* _The request_
Copy out the following records line for line, changing nothing.

* _Point annotation records_
☆ ☆ ☆

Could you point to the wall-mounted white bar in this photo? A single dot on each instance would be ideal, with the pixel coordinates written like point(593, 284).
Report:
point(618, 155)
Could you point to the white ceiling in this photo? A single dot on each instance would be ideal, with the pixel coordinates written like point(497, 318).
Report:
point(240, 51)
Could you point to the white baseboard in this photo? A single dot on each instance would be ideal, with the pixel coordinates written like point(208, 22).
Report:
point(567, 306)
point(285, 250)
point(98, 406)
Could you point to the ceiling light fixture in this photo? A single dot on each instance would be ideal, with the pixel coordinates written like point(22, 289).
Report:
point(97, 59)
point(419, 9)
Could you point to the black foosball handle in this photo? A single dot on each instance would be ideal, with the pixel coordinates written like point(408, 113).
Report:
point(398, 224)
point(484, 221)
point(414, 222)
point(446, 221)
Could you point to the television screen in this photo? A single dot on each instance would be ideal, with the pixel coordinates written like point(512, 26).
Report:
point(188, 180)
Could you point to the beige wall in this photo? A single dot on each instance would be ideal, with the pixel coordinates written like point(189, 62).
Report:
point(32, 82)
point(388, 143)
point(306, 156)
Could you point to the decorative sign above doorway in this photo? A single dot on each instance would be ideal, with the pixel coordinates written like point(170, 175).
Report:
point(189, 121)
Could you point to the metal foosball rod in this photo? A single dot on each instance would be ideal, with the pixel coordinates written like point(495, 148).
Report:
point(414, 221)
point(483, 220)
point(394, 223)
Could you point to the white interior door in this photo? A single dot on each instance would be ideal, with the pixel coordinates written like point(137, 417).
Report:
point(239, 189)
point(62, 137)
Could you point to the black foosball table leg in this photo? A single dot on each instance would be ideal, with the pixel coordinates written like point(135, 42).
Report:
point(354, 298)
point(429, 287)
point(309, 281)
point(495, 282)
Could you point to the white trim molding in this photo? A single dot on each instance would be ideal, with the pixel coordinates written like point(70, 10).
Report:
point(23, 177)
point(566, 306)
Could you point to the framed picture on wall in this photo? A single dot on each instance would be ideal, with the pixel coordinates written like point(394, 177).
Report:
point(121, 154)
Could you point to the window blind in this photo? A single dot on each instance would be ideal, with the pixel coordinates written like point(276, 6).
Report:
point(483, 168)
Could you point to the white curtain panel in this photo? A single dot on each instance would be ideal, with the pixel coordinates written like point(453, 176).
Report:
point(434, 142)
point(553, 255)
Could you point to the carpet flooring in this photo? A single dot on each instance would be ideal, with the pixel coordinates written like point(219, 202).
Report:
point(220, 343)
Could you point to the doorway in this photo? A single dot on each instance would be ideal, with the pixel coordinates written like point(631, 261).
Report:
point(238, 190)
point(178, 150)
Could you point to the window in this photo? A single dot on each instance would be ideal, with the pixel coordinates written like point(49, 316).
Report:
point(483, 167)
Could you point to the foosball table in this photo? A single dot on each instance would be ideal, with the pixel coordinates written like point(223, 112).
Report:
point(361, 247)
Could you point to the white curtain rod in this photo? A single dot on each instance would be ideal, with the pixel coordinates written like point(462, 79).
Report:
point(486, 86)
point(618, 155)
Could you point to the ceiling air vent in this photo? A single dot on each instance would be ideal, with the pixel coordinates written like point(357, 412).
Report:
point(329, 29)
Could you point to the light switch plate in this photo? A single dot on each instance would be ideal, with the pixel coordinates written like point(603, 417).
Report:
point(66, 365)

☆ ☆ ☆

* _Exercise output_
Could you point to the wall-mounted white bar in this photo? A single dot on each instance would be ideal, with the pixel coordinates written like point(593, 284).
Report:
point(618, 155)
Could you point to the white ceiling in this photo? A single dot on each instance would be ideal, with the pixel coordinates written like point(497, 318).
Report:
point(240, 51)
Could you point to the white baseboard in this photo? A single dot on each instance would be ideal, with the pixel coordinates written like point(208, 22).
Report:
point(567, 306)
point(285, 250)
point(98, 406)
Could you point to the ceiling light fixture in this photo? A single dot on each instance would be ideal, with the pixel coordinates written like point(22, 289).
Report:
point(97, 59)
point(419, 9)
Could you point to the black foosball handle in this photo? A single dot on each instance would be ideal, with the pixel coordinates written like point(408, 113).
Report:
point(398, 224)
point(484, 221)
point(414, 222)
point(446, 221)
Could you point to the television screen in this photo? A single dot on each instance would be ideal, with the pixel coordinates written like point(512, 26).
Report:
point(188, 180)
Could you point to the beige wall in this photo? A single dot on each instance would be ideal, with the pixel coordinates written like point(189, 62).
Report:
point(32, 82)
point(388, 143)
point(306, 156)
Could you point to the decorative sign above doorway in this photo? A single dot on each instance would be ideal, with the pixel coordinates written like point(170, 175).
Report:
point(189, 121)
Could you point to the metal foosball rod in this photo? A single dot on each instance would be ideal, with the pixel coordinates written like point(495, 148).
Report:
point(414, 221)
point(483, 220)
point(394, 223)
Could you point to the white interior door in this photo? A single dot on each instance would be ideal, with the pixel coordinates written like point(137, 417).
Report:
point(239, 189)
point(62, 137)
Could you point to the black foosball table leg in this photo? A single dot on each instance would be ideal, with the pixel coordinates written like point(135, 42).
Report:
point(354, 298)
point(429, 287)
point(309, 281)
point(495, 282)
Could you point to the white trim molding in this photo? A single dot on each instance would be ideal, with the pixel coordinates written like point(70, 10).
Report:
point(23, 177)
point(566, 306)
Could you point to the framed picture on wall in this photo? A single dot on each instance would be ideal, with the pixel coordinates written like point(394, 177).
Report:
point(121, 154)
Could you point to the window blind in this photo? A single dot on each instance would be ideal, with the pixel coordinates written like point(276, 6).
Report:
point(483, 168)
Could you point to the white curtain panel in this photo? A single dot on each instance would be ideal, with the pixel coordinates written like point(453, 176).
Report:
point(434, 142)
point(553, 255)
Could you point to the carpet flooring in this photo? A single dot on each instance would be ideal, with the pixel coordinates written like point(219, 202).
Report:
point(220, 343)
Could you point to the doorway in this photo? A single dot on each instance would be ideal, with the pixel coordinates written like point(631, 261).
Report:
point(238, 190)
point(178, 150)
Could you point to the window in this photo? A single dot on each instance would be ideal, with the pixel coordinates written like point(49, 316).
Report:
point(483, 167)
Could you point to the foosball table in this photo? A single dot on each instance would be ideal, with the pixel coordinates written like point(223, 112).
Report:
point(361, 247)
Could you point to the white curtain rod in this photo? A single dot on each instance would be ideal, with the pixel coordinates written like point(462, 79).
Report:
point(486, 86)
point(618, 155)
Could you point to the ceiling air vent in this photo? A single dot on each instance would be ideal, with the pixel coordinates written like point(357, 412).
Report:
point(329, 29)
Could you point to the light switch plate in this photo? A single dot on each instance would be ideal, with the pixel coordinates written like point(603, 417).
Report:
point(66, 365)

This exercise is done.